[Excerpts from a dataset]
BEGIN

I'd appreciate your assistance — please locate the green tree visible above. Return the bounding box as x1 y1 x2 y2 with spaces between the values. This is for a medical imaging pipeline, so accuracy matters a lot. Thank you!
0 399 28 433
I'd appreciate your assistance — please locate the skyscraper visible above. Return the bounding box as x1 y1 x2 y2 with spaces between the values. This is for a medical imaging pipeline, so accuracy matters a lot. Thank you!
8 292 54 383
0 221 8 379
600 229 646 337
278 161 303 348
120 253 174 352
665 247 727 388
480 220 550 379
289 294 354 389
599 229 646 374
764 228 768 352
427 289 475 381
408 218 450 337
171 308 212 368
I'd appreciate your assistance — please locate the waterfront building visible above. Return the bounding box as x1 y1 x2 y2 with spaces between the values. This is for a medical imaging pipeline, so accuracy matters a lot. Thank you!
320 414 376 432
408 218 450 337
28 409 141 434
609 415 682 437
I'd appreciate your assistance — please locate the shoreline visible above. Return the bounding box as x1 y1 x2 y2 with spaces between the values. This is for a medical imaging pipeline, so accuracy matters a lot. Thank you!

END

BRIEF: Copy exactly the lines above, from the one containing "I'd appreciate your assistance — please locate the waterfront" through the very last line.

SOLUTION BELOW:
I'd appreciate your assistance — please locate the waterfront building visible above. Return the bounding box as x1 y1 x2 y2 with spaces between the values. This is for a medical imaging pipeline, so accuracy matters a lot. Thank you!
320 414 376 432
408 218 450 337
28 409 141 434
609 415 682 437
I'd appreciate your assistance — please locate the shoreline visible above. Return the bounding box as x1 y1 x2 y2 with spaces between the values. This is for a medical imaging pipeline, so accuracy matters a lot. Thank you!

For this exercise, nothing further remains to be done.